= TEXT EXTRACT =
▬▬▬▬▬▬▬▬▬▬

Aren't technological innovations merely an outgrowth of the
domestication of living organisms practiced by our forbearers?
Humans often show feral traits, when
living in environments neglected or abandoned by domesticated
society. In the inner cities and industrial areas of the developed
world and in the shantytowns of the developing world, humans adapt
their primary survival tool - technology, to fit the needs of the
inhabitants. Like the amazing skill sets including mobility,
adaptability and resource management which allow a colony of feral
cats to thrive virtually unnoticed in the middle of a heavily
populated urban neighborhood, humans are adapting any available
technology, high or low, for "feral" uses. On all levels of
society and in all parts of the world, technology is being used in
ways it was never intended. In the film "Brazil", Terry
Gilliam's brilliant dystopian vision of the future, rogue repairman
Archibald "Harry" Tuttle (played by Robert DeNiro), when
asked if he can repair the heating system, responds "No, but I
can bypass it".

▬▬▬▬▬▬▬▬▬▬

= MATERIAL =
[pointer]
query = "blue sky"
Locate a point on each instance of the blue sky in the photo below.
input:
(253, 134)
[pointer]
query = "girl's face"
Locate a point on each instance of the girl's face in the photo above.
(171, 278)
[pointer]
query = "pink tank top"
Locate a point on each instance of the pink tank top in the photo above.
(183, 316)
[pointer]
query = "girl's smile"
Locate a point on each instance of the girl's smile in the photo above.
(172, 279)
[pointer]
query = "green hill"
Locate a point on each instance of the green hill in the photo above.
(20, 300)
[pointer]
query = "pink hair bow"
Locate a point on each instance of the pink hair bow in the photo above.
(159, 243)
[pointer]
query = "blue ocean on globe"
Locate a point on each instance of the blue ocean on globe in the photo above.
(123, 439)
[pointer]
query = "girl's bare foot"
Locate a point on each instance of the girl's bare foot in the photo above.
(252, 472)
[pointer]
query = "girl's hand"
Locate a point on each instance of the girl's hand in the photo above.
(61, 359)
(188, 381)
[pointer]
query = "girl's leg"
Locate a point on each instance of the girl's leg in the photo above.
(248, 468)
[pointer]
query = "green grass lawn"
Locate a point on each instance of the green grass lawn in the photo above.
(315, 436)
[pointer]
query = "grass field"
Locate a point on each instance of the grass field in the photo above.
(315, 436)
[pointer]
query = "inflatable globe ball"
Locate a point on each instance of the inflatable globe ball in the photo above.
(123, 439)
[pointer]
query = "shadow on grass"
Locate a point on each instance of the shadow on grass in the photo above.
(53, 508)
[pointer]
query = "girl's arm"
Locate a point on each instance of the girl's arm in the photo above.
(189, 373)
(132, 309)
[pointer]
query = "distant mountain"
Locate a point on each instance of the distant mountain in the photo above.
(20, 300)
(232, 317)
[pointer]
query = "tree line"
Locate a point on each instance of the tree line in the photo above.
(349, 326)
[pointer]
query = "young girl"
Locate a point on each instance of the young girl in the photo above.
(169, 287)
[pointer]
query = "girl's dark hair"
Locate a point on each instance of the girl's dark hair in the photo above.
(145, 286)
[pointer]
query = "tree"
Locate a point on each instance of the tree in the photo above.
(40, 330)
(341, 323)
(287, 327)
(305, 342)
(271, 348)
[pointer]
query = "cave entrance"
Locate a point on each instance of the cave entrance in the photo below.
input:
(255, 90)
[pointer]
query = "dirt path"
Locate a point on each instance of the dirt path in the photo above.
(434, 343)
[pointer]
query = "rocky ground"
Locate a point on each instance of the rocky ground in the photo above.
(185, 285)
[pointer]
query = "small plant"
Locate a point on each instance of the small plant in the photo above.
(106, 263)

▬▬▬▬▬▬▬▬▬▬

= WHAT IS NEEDED =
Go on with the text about feral uses of technology, picking up right after its final sentence. The entries have no connection to the text about feral uses of technology.

= FINAL ANSWER =
For years, tinkerers, farmers,
back-to-the-landers and "fringe" researchers have looked at
adapting all manner of technology to "feral" uses. Most
arise from necessity- the need to provide themselves with food,
water, shelter and transportation to allow them to more effectively
bind space and energy. Basic materials like the blue utility tarp and
corrugated cardboard are the products of sophisticated industrial
production systems, and yet these cheap and disposable products are
integral shelter components for many humans. At the other end of the
spectrum, the Linux operating system is changing the world of
computing, developing almost entirely outside of the "domesticated"
corporate development structure.
- "Earthship" homes, built of used tires, recycled materials and earthen plasters have sprung up across the southwestern United States, and the technology is spreading to poorer countries where building materials are scarce, and recycling is a way of life.
- In Southeast Asian fishing villages, residents are using small photovoltaic (PV) solar panels to charge batteries to power lights and radios, freeing them from dependence on noisy gas generators, which pollute both the air and the water on which they depend for life. The same aerospace PV technology, along with wind turbine technology also borrowed from aeronautics, are used in remote locations around the world to provide the interface for energy that is necessary for the survival of time-binders, in a way less invasive to the "wild" environment than more primitive energy generation relying on fossilized energy binders (coal, oil, etc.).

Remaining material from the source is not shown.